### Énoncé rédigé A
Renvoyer chaque ligne des enregistrements qui contient le mot « military ».

LA MAL COIFFEE EN CONCERT A LA COQUILLE

Pour finir l'année, le festival des Guitares Vertes proposait le 26 septembre un concert de la Mal Coiffée,  4 voix de femmes, comme pour contrebalancer une programmation musicale de l'année plutôt très masculine!
Après les remerciements de circonstances, de la part de l'organisateur Thierry Mercier, pour la mairie, le Conseil Départemental, les intermittents et les bénévoles,

Martial Peyrounie, enseignant d'occitan été invité à présenter la soirée. Il a rappelé que la future réforme du collège risquait de faire disparaître l'apprentissage de la langue phare du concert : "alors qu'il y a 10 ans", a-t-il expliqué, "200 élèves environ apprenaient l'occitan, ils sont aujourd'hui 650 à 700 élèves". Et pourtant, "il n'y aura plus d'occitan en 6è l'année prochaine".
Afin de définir le groupe musical invité, Martial Peyrounie a déclaré : "ce ne sont pas des polyphonies, pas un choeur de femmes, ce sont des femmes qui chantent, qui pourraient être nos femmes, nos mères, nos soeurs, nos filles, qui chantent bien, qui chantent des femmes d'hier et d'aujourd'hui grâce à des auteurs contemporains".

### Contenu des données
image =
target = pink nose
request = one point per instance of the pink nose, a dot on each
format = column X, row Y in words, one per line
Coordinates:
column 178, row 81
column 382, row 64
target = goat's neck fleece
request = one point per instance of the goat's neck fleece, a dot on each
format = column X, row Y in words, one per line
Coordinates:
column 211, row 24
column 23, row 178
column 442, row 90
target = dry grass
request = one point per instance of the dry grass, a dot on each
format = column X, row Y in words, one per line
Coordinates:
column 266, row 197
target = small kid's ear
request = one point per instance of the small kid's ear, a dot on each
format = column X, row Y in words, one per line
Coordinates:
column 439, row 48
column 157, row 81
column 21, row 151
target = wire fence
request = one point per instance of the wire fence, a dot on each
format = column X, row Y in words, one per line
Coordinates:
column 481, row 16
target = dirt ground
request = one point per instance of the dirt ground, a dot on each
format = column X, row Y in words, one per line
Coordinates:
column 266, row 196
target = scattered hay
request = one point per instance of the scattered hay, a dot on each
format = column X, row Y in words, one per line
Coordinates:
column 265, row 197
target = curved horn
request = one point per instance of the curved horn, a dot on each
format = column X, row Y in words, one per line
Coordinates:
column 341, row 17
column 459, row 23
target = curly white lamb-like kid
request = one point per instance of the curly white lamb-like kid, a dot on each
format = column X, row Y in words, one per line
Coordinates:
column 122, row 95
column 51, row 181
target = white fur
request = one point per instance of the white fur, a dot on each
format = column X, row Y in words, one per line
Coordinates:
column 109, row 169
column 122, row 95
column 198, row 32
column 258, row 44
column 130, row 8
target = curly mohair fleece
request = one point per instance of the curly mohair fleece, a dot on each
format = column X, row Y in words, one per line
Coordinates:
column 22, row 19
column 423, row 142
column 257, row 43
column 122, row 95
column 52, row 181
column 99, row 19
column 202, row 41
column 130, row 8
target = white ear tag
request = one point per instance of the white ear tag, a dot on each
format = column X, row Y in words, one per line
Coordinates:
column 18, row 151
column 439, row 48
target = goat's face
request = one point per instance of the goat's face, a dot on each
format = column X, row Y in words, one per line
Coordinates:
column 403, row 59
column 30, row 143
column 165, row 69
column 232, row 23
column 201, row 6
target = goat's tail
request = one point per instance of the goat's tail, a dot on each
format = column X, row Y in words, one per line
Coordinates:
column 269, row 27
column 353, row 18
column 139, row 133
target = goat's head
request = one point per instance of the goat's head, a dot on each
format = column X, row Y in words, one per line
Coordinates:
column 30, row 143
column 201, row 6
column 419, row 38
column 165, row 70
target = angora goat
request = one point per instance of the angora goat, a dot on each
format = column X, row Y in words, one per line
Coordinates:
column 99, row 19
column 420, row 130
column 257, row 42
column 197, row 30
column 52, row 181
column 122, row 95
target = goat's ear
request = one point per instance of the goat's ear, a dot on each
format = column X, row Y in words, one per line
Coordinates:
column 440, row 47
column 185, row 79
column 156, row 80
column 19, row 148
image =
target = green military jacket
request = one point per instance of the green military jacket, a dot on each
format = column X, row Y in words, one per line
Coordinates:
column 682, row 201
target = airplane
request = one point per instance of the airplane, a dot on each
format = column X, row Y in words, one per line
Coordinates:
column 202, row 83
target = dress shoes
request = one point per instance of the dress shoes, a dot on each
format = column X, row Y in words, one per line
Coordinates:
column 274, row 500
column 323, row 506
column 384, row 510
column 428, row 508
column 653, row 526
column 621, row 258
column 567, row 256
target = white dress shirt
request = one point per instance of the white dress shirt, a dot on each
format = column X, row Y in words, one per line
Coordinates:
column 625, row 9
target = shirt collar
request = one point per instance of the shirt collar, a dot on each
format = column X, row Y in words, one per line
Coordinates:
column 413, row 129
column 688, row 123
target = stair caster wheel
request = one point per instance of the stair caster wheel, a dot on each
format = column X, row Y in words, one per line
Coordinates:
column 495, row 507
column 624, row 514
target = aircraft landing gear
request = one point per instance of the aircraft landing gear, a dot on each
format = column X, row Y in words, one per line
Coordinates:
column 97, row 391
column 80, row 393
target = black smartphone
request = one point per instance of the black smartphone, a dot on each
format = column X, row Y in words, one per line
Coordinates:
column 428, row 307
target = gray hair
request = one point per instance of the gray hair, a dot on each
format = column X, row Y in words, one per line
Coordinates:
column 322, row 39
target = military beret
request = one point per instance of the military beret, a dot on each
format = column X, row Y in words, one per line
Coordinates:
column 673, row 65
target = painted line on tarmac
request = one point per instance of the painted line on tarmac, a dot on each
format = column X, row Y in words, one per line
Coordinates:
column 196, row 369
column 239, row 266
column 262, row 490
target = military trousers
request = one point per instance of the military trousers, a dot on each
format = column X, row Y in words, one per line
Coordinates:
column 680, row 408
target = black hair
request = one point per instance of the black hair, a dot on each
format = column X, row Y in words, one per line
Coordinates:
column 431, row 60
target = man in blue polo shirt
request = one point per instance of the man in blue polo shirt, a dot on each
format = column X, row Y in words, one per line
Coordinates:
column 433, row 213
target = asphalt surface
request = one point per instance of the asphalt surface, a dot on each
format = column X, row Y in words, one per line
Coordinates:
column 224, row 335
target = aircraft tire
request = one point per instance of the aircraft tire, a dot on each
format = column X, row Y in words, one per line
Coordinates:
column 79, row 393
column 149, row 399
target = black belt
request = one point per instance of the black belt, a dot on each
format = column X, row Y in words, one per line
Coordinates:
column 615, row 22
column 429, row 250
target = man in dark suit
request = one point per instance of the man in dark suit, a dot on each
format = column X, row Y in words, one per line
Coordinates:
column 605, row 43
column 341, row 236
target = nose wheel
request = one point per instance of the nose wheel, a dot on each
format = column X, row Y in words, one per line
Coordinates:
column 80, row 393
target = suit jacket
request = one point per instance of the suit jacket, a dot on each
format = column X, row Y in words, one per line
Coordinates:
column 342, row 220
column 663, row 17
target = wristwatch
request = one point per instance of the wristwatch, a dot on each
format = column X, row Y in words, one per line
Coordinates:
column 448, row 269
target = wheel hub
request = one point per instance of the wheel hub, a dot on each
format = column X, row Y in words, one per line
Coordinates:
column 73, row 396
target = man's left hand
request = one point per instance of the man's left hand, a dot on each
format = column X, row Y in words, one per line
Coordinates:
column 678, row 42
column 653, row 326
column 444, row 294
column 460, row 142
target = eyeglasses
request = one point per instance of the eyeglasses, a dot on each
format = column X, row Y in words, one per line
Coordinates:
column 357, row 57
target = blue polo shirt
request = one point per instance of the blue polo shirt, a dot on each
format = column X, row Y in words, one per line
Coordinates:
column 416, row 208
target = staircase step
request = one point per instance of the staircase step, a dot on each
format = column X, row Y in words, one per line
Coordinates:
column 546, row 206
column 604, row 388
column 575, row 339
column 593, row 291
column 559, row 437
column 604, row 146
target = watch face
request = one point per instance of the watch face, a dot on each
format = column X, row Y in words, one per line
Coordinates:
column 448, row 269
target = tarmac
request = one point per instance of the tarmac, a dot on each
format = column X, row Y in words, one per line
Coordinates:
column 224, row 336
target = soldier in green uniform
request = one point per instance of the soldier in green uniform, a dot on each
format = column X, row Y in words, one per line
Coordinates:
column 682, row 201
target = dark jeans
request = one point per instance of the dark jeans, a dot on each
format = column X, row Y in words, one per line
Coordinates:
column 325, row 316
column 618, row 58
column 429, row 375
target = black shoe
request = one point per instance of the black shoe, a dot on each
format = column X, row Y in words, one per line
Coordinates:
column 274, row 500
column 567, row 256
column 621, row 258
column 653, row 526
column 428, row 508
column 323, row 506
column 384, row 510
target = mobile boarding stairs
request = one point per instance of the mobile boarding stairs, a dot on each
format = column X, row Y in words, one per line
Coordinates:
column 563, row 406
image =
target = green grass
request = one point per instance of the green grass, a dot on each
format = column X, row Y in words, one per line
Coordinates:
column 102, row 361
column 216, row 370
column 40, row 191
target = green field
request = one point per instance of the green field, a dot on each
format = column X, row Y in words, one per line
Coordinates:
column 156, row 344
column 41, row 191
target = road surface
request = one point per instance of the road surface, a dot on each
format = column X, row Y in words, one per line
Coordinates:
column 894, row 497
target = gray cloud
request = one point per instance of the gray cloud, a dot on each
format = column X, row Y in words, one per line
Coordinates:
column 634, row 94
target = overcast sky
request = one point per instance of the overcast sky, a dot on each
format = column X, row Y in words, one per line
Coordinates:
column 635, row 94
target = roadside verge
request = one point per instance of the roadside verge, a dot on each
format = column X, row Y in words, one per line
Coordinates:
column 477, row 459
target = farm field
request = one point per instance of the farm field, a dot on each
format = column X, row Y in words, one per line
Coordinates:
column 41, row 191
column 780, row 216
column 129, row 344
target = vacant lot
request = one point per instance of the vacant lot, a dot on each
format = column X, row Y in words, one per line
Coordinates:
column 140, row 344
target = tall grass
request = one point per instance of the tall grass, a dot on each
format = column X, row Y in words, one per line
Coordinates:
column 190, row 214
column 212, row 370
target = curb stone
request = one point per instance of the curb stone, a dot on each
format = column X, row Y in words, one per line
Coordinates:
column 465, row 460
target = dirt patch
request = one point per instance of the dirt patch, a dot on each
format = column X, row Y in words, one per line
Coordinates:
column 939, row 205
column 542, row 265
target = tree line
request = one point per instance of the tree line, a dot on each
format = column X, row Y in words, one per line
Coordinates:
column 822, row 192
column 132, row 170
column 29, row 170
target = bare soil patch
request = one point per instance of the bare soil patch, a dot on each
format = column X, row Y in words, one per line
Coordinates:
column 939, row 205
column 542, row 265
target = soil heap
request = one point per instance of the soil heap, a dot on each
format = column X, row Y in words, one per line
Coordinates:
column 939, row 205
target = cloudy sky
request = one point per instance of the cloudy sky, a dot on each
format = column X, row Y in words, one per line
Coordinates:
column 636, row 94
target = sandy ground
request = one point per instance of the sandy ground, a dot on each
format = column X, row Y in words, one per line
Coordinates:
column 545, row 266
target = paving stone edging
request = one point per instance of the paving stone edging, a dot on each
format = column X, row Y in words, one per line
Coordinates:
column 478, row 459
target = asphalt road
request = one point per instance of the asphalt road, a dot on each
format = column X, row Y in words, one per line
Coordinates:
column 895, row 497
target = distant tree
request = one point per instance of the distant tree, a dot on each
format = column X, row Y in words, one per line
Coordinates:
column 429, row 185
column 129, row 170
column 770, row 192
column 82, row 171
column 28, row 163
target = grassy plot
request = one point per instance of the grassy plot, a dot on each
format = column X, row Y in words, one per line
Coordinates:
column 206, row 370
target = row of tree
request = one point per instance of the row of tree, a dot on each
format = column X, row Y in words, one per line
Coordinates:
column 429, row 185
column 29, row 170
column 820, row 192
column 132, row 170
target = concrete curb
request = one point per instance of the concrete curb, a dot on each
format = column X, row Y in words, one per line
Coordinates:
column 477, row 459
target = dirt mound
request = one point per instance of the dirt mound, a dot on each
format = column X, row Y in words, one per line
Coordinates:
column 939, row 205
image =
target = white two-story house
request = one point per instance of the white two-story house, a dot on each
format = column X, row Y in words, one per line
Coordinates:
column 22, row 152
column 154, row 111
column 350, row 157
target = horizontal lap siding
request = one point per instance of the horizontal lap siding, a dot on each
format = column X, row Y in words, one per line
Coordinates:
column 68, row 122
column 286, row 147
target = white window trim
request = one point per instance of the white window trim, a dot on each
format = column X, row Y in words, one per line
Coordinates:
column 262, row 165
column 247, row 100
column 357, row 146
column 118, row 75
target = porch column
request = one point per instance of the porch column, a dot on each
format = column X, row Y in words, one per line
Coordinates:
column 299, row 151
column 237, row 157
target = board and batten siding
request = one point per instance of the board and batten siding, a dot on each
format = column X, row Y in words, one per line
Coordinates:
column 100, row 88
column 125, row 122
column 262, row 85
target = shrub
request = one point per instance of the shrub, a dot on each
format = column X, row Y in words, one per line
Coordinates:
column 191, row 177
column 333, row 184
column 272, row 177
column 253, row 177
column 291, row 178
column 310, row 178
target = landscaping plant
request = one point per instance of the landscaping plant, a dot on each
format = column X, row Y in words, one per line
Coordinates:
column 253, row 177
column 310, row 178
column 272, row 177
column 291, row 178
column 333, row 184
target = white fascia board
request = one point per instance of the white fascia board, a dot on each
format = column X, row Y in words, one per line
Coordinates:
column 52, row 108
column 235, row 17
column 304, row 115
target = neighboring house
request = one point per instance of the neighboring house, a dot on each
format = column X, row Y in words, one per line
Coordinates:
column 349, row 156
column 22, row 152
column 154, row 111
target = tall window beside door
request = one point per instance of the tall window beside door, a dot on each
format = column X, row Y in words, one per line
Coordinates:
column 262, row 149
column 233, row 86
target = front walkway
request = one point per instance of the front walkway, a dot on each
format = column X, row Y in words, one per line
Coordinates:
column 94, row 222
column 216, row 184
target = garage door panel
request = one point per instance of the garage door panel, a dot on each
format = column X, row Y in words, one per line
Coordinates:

### Énoncé rédigé B
D'après le compte rendu du concert, pourquoi le festival a-t-il programmé la Mal Coiffée pour finir l'année ?

### Solution rédigée A
target = green military jacket
request = one point per instance of the green military jacket, a dot on each
target = military beret
request = one point per instance of the military beret, a dot on each
target = military trousers
request = one point per instance of the military trousers, a dot on each

### Solution rédigée B
Le festival a programmé la Mal Coiffée, un groupe de quatre voix de femmes, comme pour contrebalancer une programmation musicale de l'année plutôt très masculine.